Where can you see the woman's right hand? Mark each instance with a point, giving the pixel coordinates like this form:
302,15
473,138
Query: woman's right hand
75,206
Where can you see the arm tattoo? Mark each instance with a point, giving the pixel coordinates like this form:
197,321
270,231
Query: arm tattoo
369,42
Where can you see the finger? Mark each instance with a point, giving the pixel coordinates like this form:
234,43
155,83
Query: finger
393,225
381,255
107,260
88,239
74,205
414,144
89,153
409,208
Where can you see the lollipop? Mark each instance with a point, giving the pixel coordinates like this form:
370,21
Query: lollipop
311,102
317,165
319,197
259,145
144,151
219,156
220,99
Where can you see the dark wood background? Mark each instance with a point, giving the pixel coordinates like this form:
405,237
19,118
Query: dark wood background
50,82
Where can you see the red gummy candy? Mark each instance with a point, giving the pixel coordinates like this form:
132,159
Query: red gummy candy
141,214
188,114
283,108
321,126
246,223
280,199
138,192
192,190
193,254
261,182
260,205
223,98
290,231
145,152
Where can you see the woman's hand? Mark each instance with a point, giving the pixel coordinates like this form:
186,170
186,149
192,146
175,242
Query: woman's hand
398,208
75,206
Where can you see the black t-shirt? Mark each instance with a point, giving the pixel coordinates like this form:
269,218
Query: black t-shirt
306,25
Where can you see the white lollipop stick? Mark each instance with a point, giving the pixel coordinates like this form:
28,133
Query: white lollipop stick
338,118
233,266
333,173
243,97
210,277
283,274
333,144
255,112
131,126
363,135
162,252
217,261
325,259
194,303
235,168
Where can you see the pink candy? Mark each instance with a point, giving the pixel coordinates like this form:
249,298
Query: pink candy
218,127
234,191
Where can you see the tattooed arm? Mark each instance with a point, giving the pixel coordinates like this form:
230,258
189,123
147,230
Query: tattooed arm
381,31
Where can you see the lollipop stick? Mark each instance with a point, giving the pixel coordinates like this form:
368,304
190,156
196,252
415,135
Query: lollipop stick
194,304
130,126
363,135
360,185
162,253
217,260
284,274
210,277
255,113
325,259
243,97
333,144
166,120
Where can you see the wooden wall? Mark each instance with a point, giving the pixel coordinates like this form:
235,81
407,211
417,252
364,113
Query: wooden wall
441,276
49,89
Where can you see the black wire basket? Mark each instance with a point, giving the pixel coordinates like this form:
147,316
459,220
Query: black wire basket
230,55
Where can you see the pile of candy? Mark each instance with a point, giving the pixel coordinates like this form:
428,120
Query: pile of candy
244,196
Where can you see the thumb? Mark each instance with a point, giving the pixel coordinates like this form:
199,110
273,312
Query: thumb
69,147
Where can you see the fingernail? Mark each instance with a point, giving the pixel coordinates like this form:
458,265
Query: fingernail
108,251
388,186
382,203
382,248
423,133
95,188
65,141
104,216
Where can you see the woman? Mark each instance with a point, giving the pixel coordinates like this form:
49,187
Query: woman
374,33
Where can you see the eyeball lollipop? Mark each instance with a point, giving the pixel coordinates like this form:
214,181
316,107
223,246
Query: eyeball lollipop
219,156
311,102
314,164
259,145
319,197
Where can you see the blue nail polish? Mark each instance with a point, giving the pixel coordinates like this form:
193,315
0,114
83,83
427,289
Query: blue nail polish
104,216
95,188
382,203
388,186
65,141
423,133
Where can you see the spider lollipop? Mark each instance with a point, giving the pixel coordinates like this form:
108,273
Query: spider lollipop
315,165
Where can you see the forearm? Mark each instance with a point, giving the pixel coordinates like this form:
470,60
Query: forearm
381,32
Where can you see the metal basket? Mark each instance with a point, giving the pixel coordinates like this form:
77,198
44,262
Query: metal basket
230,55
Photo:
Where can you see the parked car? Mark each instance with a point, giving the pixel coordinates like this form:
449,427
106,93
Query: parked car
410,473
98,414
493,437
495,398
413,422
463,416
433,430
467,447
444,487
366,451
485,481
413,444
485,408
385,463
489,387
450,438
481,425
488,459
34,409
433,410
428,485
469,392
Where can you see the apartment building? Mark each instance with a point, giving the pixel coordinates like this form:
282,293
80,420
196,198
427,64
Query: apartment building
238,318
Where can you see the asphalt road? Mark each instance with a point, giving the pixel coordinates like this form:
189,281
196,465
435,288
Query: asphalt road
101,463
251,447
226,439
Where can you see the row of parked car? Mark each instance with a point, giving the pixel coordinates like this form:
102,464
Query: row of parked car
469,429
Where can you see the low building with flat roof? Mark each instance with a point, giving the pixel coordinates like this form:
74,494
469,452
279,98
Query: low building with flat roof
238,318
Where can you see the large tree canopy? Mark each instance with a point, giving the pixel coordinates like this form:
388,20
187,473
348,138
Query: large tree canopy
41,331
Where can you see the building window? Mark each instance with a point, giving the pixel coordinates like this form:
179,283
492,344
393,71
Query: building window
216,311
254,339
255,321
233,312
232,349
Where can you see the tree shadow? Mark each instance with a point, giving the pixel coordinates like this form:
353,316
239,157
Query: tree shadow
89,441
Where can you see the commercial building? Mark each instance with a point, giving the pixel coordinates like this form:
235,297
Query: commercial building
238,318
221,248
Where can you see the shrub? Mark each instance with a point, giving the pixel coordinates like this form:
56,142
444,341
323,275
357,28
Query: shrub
========
Would you copy every line of the material exactly?

## Answer to the exercise
Where can you see the woman's right hand? Mark each instance with a point, giving the pixel coordinates like this form:
302,15
473,138
Query: woman's right hand
75,206
Where can you see the arm tattoo? Mark each instance with a point, giving the pixel coordinates like this form:
197,321
270,231
Query: arm tattoo
369,42
Where can you see the finger? Mark each instance with a point, giving the pixel coordinates like this form:
234,43
155,83
Query: finger
393,225
381,255
107,260
88,239
74,205
414,144
89,153
409,208
Where can you see the lollipop? Mark each instance with a point, giving the pixel coordinates like this form:
370,21
Query: lollipop
311,102
317,165
319,197
259,145
144,151
219,156
220,99
Where can you see the dark wood background? Mark each instance with a point, giving the pixel coordinates like this form:
405,237
19,118
Query: dark wood background
50,82
Where can you see the red gummy candy? Mark each instance with a point, giving the pixel coordinates like this form:
132,159
Query: red gummy candy
141,214
188,114
283,108
321,126
246,223
280,199
138,192
192,190
193,254
261,182
260,205
223,98
290,231
145,152
Where can you see the woman's hand? Mark each instance with a point, giving the pixel coordinates like this form:
186,170
186,149
192,146
175,242
Query: woman's hand
398,208
75,206
Where can you see the black t-shirt? Mark each instance with a point, giving the pixel coordinates like this form:
269,218
Query: black t-shirt
306,25
Where can you see the white lollipop stick? Mark each instance with a point, giving the pixel coordinates like this form:
28,133
Query: white lollipop stick
338,118
233,266
333,173
243,97
210,277
283,274
333,144
255,112
131,126
363,135
162,252
217,261
325,259
194,303
235,168
Where can you see the pink candy? Mark each instance with a point, giving the pixel coordinates like this form:
249,298
Query: pink candy
218,127
234,191
Where can you see the tattooed arm? Mark each instance with a point, giving the pixel coordinates like this form:
230,258
189,123
147,230
Query: tattooed arm
381,31
Where can you see the lollipop stick? Mark each instance with a point, giving the pixel coordinates like this form:
368,304
190,156
196,252
415,135
Query: lollipop stick
194,304
130,126
363,135
360,185
162,253
217,260
284,274
210,277
255,113
325,259
243,97
333,144
166,120
Where can you see the wooden wall? Mark each instance with a point, giving the pixel coordinates like this form:
235,81
407,211
417,252
364,113
Query: wooden wall
441,276
49,89
Where can you see the black wire basket? Mark each instance with a point, giving the pixel coordinates like this form:
147,316
459,220
Query: black wire basket
230,55
Where can you see the pile of candy? Mark each instance with a point, giving the pixel coordinates like this form:
428,120
Query: pile of candy
244,196
Where can you see the thumb? Mark each instance with a point, giving the pixel coordinates like this form:
199,110
273,312
Query: thumb
69,147
Where can you see the fingernail? Mark each instance with a point, giving the pixel coordinates like this form:
458,265
Query: fingernail
108,251
388,186
382,203
382,248
423,133
95,188
65,141
104,216
Where can you see the woman? Mark each instance with a point, giving the pixel coordinates like this form:
49,187
Query: woman
374,33
Where can you see the eyeball lollipop? Mark each instance with a point, giving the pixel coordinates like this form:
214,181
316,107
223,246
Query: eyeball lollipop
219,156
311,102
314,164
259,145
319,197
Where can you see the blue nail polish? Mark each instance with a point, giving the pixel coordinates like this form:
193,315
0,114
83,83
427,289
Query: blue nail polish
104,216
95,188
382,203
388,186
65,141
423,133
Where can you see the spider lollipop? Mark each instance with a point, giving the pixel coordinates like this form:
108,273
Query: spider lollipop
315,165
Where can you see the forearm? Mark each instance with a point, giving the pixel coordinates like this form:
470,60
Query: forearm
381,32
Where can you see the metal basket? Mark each instance with a point, giving the pixel coordinates like this form:
77,198
44,262
Query: metal basket
230,55
Photo:
Where can you see the parked car? Mark each instance with a point, giving the pixel coordinates like this form:
449,427
106,93
Query: parked car
410,473
98,414
493,437
495,398
413,422
463,416
433,430
467,447
444,487
366,451
485,481
413,444
485,408
385,463
489,387
450,438
481,425
488,459
34,409
433,410
428,485
469,392
Where can you see the apartment building? Mark each instance with a point, giving the pixel coordinates like this form:
282,293
80,420
196,198
427,64
Query: apartment building
238,318
Where can you see the asphalt road? Mark each instance with a point, giving the pixel coordinates like this form:
189,281
196,465
435,288
Query: asphalt road
101,463
251,447
226,439
Where can you see the row of parked car? Mark each instance with a point, giving the pixel coordinates like this form:
102,464
Query: row of parked car
469,429
Where can you see the low building with flat roof? Mark each instance with a point, giving the pixel coordinates like this form:
74,494
469,452
279,98
Query: low building with flat roof
238,318
Where can you see the large tree canopy? Mark each instance with a point, giving the pixel coordinates like this form:
388,20
187,473
348,138
Query: large tree canopy
41,331
Where can you see the building window? Mark each instance with a point, giving the pixel coordinates like this form:
179,283
492,344
393,71
Query: building window
216,311
254,339
255,321
233,312
232,349
Where can you see the tree shadow? Mark each instance with a point, giving the pixel coordinates like this form:
353,316
239,157
Query: tree shadow
89,441
Where can you see the commercial building? Mark each instance with a point, giving the pixel coordinates like this form:
235,297
Query: commercial building
238,318
221,248
Where can you see the shrub? Mark each instance with a point, giving the pixel coordinates like this form:
56,142
444,341
323,275
357,28
Query: shrub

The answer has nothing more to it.